What you will do:
Give back exactly the stretch of data below from the line holding "Target: fingers" through the line holding "Target: falling water stream", both ends included, and leave the remaining lines out.
- - - - - - -
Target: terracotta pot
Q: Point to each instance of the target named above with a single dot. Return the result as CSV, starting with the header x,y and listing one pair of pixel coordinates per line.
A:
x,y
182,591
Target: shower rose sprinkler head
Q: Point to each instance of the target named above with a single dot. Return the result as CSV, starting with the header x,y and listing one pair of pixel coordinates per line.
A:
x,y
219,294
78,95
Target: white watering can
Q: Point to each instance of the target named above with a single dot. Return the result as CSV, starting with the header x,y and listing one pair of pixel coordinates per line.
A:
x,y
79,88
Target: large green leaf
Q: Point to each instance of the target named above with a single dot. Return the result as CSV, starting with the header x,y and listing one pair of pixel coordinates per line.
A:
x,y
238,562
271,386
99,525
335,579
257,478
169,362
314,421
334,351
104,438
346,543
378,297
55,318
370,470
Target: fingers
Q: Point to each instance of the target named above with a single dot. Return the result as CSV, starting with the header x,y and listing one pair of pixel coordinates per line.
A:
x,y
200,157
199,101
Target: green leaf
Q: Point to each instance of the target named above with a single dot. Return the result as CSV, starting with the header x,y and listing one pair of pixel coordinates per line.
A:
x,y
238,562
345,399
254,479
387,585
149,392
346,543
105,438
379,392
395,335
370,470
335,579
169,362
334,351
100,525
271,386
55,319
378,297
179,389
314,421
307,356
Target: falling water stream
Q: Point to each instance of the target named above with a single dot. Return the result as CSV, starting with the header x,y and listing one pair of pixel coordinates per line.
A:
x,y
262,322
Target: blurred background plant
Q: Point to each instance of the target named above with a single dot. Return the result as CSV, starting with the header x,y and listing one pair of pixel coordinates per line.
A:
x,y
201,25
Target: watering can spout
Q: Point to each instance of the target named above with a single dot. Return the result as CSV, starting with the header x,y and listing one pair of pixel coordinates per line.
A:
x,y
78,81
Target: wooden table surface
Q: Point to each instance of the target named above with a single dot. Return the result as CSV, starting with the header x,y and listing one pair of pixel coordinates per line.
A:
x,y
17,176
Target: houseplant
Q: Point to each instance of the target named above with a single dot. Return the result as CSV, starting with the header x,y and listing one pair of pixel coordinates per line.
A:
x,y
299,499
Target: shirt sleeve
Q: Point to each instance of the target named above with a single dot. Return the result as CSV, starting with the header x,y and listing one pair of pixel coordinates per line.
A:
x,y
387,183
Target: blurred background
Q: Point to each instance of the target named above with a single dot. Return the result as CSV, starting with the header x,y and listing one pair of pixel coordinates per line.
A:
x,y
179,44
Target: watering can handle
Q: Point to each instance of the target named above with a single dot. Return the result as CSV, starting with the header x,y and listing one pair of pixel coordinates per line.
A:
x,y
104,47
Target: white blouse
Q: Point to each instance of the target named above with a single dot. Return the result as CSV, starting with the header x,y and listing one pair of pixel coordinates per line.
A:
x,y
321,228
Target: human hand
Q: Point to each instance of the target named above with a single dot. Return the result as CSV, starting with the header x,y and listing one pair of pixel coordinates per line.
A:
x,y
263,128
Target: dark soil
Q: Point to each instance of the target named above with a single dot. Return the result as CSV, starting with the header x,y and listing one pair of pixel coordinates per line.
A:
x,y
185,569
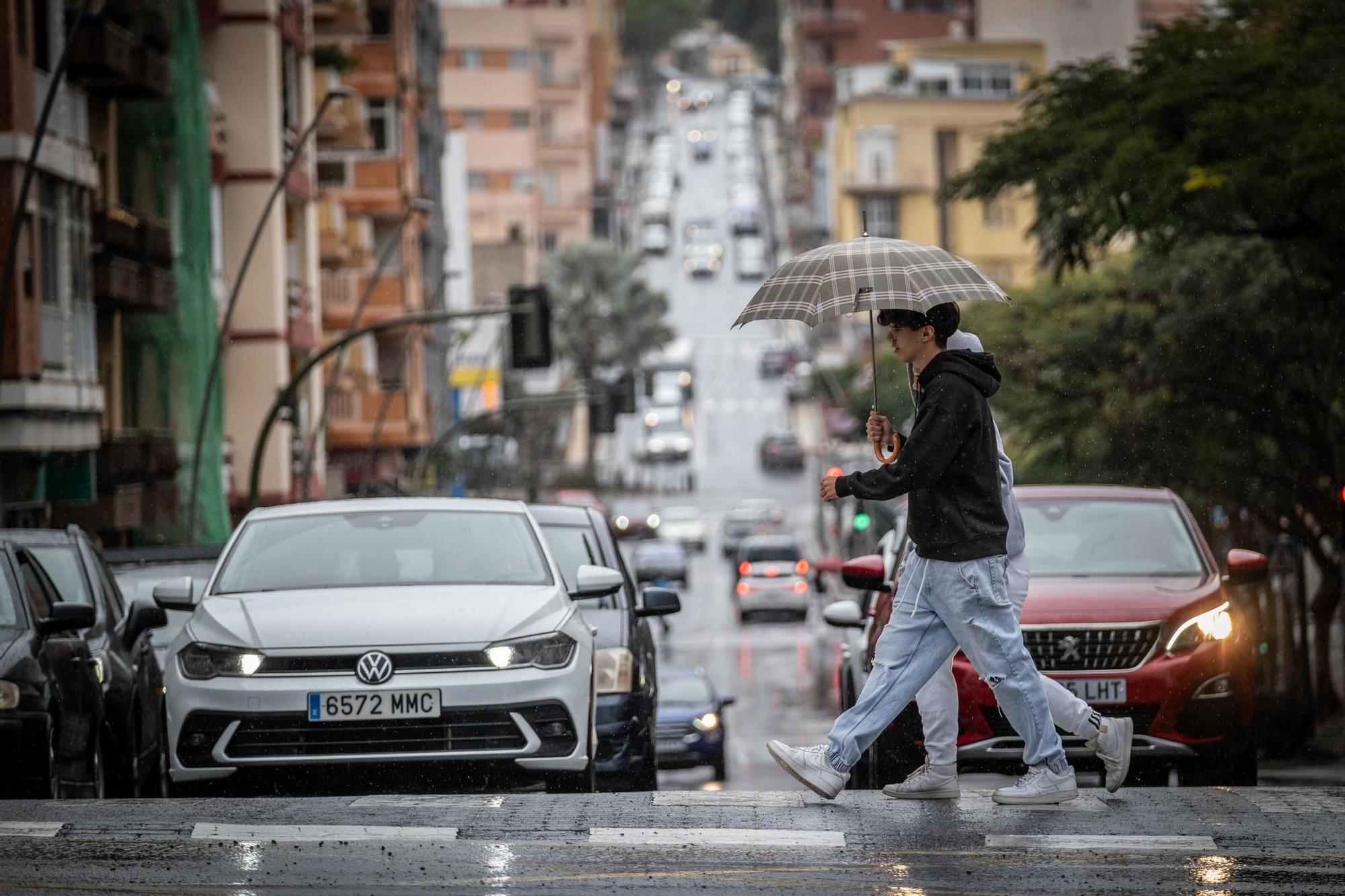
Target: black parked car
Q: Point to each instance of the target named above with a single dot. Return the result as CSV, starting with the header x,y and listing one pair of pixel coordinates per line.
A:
x,y
625,655
132,740
50,698
139,569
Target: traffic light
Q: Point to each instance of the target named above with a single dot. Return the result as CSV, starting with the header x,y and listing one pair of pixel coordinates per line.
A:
x,y
529,327
602,408
626,393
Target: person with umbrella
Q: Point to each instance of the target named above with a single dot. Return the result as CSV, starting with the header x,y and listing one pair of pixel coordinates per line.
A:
x,y
1110,739
957,581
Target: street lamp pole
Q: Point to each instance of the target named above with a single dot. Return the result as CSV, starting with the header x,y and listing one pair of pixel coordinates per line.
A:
x,y
287,392
424,206
213,374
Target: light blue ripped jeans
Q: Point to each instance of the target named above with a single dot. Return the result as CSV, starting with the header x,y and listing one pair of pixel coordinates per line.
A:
x,y
942,606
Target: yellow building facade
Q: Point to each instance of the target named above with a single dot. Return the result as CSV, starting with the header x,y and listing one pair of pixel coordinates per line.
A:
x,y
902,131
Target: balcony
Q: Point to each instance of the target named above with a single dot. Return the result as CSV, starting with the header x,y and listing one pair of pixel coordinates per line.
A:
x,y
887,179
301,331
344,288
354,417
831,24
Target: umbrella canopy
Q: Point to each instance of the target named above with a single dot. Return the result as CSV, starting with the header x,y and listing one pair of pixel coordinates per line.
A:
x,y
870,274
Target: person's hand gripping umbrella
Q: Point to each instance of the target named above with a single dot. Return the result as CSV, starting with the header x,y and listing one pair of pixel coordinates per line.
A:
x,y
870,274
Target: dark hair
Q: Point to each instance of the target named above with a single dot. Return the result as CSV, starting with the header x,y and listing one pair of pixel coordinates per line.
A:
x,y
945,319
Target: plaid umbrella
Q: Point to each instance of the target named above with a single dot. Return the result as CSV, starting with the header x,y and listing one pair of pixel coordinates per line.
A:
x,y
870,274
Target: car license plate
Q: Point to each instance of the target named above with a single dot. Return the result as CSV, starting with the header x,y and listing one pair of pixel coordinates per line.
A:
x,y
373,704
1097,690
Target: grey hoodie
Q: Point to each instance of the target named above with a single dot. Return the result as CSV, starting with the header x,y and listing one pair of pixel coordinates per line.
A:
x,y
1016,541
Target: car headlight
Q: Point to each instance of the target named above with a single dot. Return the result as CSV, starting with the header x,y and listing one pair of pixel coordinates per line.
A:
x,y
548,651
201,661
614,670
1213,624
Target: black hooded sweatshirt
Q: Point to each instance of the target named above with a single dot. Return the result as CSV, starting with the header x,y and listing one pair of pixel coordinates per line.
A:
x,y
948,464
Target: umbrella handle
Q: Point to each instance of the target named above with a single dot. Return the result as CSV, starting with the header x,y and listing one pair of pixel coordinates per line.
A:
x,y
883,459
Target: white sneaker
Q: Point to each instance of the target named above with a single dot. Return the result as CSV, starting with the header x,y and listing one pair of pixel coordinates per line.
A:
x,y
1113,748
810,766
1039,787
927,782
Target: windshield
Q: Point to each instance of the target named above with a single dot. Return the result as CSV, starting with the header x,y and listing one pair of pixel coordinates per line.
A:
x,y
572,546
138,583
685,690
1109,538
63,564
384,548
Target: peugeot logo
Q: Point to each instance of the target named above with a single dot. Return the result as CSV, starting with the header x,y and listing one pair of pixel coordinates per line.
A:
x,y
375,667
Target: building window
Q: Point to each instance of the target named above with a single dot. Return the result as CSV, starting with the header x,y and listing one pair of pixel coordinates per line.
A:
x,y
988,80
380,19
999,213
42,36
882,213
383,123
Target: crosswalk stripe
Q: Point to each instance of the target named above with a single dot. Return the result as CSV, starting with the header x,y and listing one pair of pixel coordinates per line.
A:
x,y
30,829
714,837
1102,842
319,831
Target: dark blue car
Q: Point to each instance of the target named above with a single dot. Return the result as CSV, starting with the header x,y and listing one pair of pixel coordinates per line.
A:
x,y
691,721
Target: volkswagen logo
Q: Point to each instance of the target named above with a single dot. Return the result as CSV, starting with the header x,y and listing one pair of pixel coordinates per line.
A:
x,y
375,667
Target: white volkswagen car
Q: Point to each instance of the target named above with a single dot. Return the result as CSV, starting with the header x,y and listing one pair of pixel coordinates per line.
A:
x,y
385,631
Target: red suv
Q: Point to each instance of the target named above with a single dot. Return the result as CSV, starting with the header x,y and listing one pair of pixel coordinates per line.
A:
x,y
1128,608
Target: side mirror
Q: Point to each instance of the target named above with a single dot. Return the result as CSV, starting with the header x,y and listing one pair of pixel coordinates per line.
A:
x,y
660,602
844,614
1246,567
591,581
177,594
142,618
68,618
867,573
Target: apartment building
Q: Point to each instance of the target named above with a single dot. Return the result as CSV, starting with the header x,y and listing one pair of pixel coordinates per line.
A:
x,y
381,150
52,401
896,140
517,80
259,57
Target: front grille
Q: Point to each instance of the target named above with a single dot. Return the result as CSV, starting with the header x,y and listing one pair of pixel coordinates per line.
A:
x,y
1143,715
1090,649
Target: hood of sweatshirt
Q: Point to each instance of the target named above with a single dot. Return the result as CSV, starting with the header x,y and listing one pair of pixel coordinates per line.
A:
x,y
977,368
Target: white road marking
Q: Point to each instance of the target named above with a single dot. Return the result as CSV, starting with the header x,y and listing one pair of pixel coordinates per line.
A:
x,y
714,837
1102,842
434,801
319,831
980,799
778,798
30,829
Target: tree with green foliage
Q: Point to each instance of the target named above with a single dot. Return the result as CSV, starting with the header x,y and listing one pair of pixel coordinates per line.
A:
x,y
1217,362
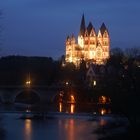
- - - - - - -
Reply to the task:
Target: fingers
Q: Point to each instance of the target named above with a single dot. Return the result as CSV, starting with the header x,y and listing one pair of pixel coordinates per line.
A:
x,y
200,157
199,101
Target: green leaf
Q: Point to each instance of the target named above with a single dot. Return the result as CSV, starting with the header x,y and listing one pair of pixel coordinates per line.
A:
x,y
238,562
345,399
254,479
387,585
149,392
346,543
105,438
379,392
395,335
370,470
335,579
169,362
334,351
100,525
271,386
55,319
378,297
179,389
314,421
307,356
Target: falling water stream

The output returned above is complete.